■ 抜粋
* * * *

ホーム創作日記

8/3 紅楼夢の殺人 芦辺拓 文藝春秋

 
 山田風太郎「妖異金瓶梅」という超弩級の傑作があることを、当然意識し
すぎるほどに意識して、それでも敢えて中国四大奇書に挑戦してくるのだか
ら、並大抵でない趣向が用意されていることは容易に推測出来る。なにしろ
芦辺拓。特に競作の場(「鮎川哲也読本」など)では、他を圧倒するレベル
の作品を繰り出してくれる氏のことだ。大きすぎるほどのライバルに対して
いかなる妙手で自己を主張してくれるか、期待出来るではないか。   

 その結論の前に、まずは意外な読みやすさに驚いた。中国人名に登場人物
の多さ。最初の家系図を見ただけで、拒否反応を起こしてしまう人も多いこ
とだろう。私も序盤は不安感を感じていたのだが、幸いにも心配は杞憂に終
わった。すんなりと世界に入っていけて、人物に混乱してしまうこともなか
った。原典を知っていれば数々の見せ場が呼応していて、よりいっそう楽し
めるのだろうが、残念ながら自分にはそれほどの教養はない。     

 で、いよいよ探偵役による解決編。実はここではそれほどの意外性は感じ
られない。ある程度読み慣れた読者なら一応の予測の範囲内で、不可能犯罪
の謎解きとしては、物足りなさを感じてしまうほどかもしれない。   

 しかし本書の真骨頂はその後に訪れる。「ミステリ」としての成立性その
ものを揺るがせる逆説的な提示。壮大なアンチミステリとして、本書は意図
されていたのだ。真にミステリを知る者に、より衝撃を与えるこのクライマ
ックスは、今後も語り継がれるだろうインパクトを持っている。ミステリを
知り尽くした作者だから到達し得た地平。採点は
8点としたい。    

  

8/4 語り女たち 北村薫 新潮社

 
 十七人の「語り女たち」が披露する幻想譚。文学の香り。毒もなく、幻想
味もそれほど強くなく、ただ心地良く語りに引き込まれる作品。

* * * *

■ 所与データ

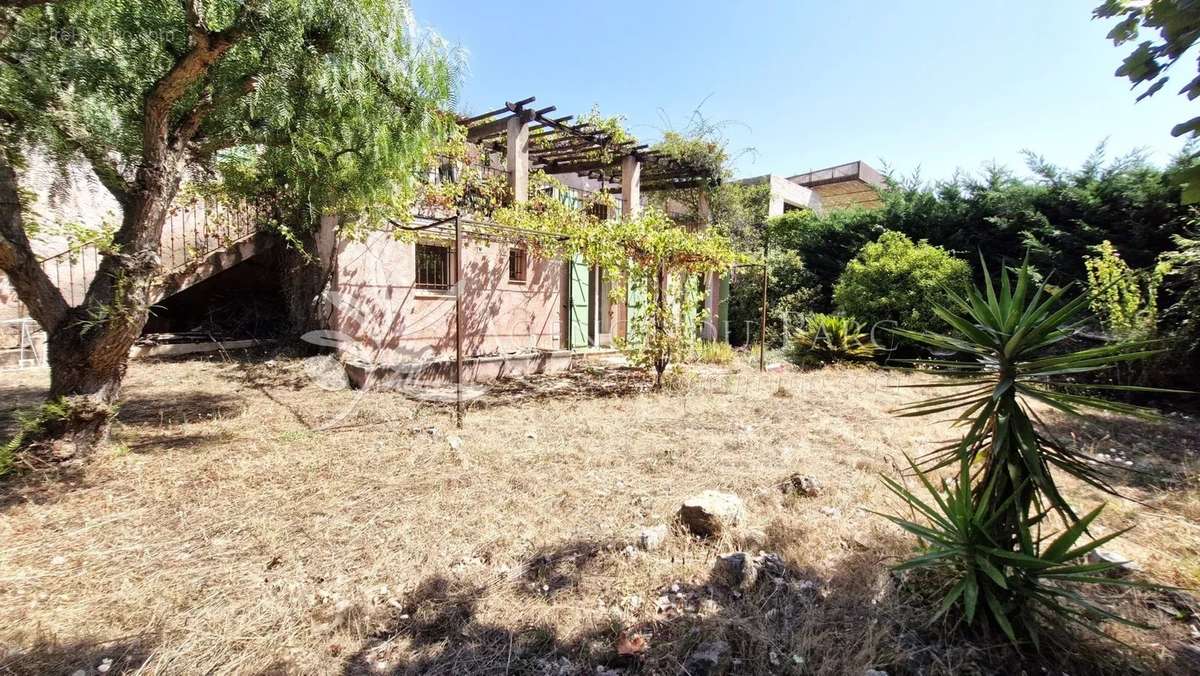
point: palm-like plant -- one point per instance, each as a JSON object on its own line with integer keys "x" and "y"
{"x": 825, "y": 339}
{"x": 1008, "y": 347}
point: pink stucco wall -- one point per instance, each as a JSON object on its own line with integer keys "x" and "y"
{"x": 388, "y": 321}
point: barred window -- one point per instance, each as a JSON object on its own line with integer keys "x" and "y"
{"x": 432, "y": 267}
{"x": 516, "y": 265}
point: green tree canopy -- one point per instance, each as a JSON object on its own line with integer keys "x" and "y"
{"x": 898, "y": 280}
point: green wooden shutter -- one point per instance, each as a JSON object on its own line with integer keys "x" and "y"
{"x": 635, "y": 309}
{"x": 577, "y": 335}
{"x": 723, "y": 311}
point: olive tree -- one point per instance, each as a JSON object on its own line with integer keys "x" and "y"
{"x": 335, "y": 105}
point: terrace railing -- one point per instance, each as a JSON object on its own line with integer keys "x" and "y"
{"x": 191, "y": 234}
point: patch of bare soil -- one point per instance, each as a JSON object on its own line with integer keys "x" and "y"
{"x": 249, "y": 521}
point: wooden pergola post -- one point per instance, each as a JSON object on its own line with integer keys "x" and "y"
{"x": 630, "y": 186}
{"x": 519, "y": 155}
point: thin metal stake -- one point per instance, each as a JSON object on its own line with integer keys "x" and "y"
{"x": 457, "y": 318}
{"x": 762, "y": 327}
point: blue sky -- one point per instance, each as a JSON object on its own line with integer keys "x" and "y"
{"x": 931, "y": 84}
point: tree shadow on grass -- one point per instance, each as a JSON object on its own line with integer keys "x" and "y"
{"x": 144, "y": 425}
{"x": 1150, "y": 454}
{"x": 581, "y": 382}
{"x": 121, "y": 656}
{"x": 441, "y": 629}
{"x": 789, "y": 621}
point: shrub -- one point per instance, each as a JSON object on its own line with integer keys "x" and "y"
{"x": 1182, "y": 315}
{"x": 1125, "y": 300}
{"x": 897, "y": 280}
{"x": 989, "y": 531}
{"x": 825, "y": 339}
{"x": 714, "y": 353}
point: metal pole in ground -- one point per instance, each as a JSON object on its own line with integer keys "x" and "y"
{"x": 457, "y": 318}
{"x": 762, "y": 323}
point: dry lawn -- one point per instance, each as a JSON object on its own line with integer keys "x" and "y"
{"x": 227, "y": 532}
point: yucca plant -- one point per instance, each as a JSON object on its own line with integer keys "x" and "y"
{"x": 1017, "y": 590}
{"x": 1006, "y": 356}
{"x": 825, "y": 339}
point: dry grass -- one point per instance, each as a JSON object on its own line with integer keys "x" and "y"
{"x": 226, "y": 533}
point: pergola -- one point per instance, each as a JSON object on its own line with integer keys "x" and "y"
{"x": 532, "y": 139}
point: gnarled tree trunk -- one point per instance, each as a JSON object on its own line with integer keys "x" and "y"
{"x": 89, "y": 345}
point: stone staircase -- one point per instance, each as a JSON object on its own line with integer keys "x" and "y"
{"x": 199, "y": 239}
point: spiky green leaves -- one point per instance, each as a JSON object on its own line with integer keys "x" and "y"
{"x": 988, "y": 528}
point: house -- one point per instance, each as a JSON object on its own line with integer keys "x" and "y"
{"x": 402, "y": 310}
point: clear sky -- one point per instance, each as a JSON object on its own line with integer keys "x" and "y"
{"x": 937, "y": 84}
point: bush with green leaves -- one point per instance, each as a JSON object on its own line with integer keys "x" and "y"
{"x": 898, "y": 280}
{"x": 827, "y": 339}
{"x": 1125, "y": 300}
{"x": 714, "y": 352}
{"x": 1182, "y": 282}
{"x": 990, "y": 531}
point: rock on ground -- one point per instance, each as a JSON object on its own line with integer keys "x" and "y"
{"x": 653, "y": 537}
{"x": 737, "y": 570}
{"x": 711, "y": 513}
{"x": 802, "y": 485}
{"x": 709, "y": 658}
{"x": 1123, "y": 566}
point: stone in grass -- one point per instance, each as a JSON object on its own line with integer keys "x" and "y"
{"x": 653, "y": 537}
{"x": 711, "y": 513}
{"x": 1123, "y": 566}
{"x": 802, "y": 485}
{"x": 709, "y": 658}
{"x": 737, "y": 570}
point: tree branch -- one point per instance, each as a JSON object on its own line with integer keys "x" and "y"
{"x": 23, "y": 4}
{"x": 207, "y": 47}
{"x": 34, "y": 286}
{"x": 101, "y": 163}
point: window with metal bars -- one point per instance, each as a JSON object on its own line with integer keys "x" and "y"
{"x": 432, "y": 267}
{"x": 517, "y": 269}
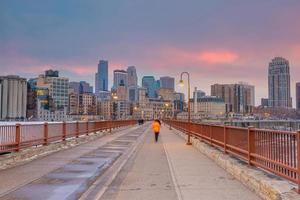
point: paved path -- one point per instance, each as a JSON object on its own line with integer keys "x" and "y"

* * * *

■ 小問 1
抜粋の「しかし本書の真骨頂はその後に訪れる。「ミステリ」としての成立性その」から「味もそれほど強くなく、ただ心地良く語りに引き込まれる作品。」までを、両端を含めてそのまま書き写しなさい。
■ 小問 2
抜粋に基づいて、次の問いに答えなさい。
(a) 『紅楼夢の殺人』の出版社はどこか。
(b) 『紅楼夢の殺人』に付けられた採点は何点か。
(c) 『語り女たち』で幻想譚を披露する語り女は何人か。

■ 記述解答 1
しかし本書の真骨頂はその後に訪れる。「ミステリ」としての成立性その
ものを揺るがせる逆説的な提示。壮大なアンチミステリとして、本書は意図
されていたのだ。真にミステリを知る者に、より衝撃を与えるこのクライマ
ックスは、今後も語り継がれるだろうインパクトを持っている。ミステリを
知り尽くした作者だから到達し得た地平。採点は
8点としたい。    

  

8/4 語り女たち 北村薫 新潮社

 
 十七人の「語り女たち」が披露する幻想譚。文学の香り。毒もなく、幻想
味もそれほど強くなく、ただ心地良く語りに引き込まれる作品。

■ 記述解答 2
(a) 文藝春秋
(b) 8点
(c) 十七人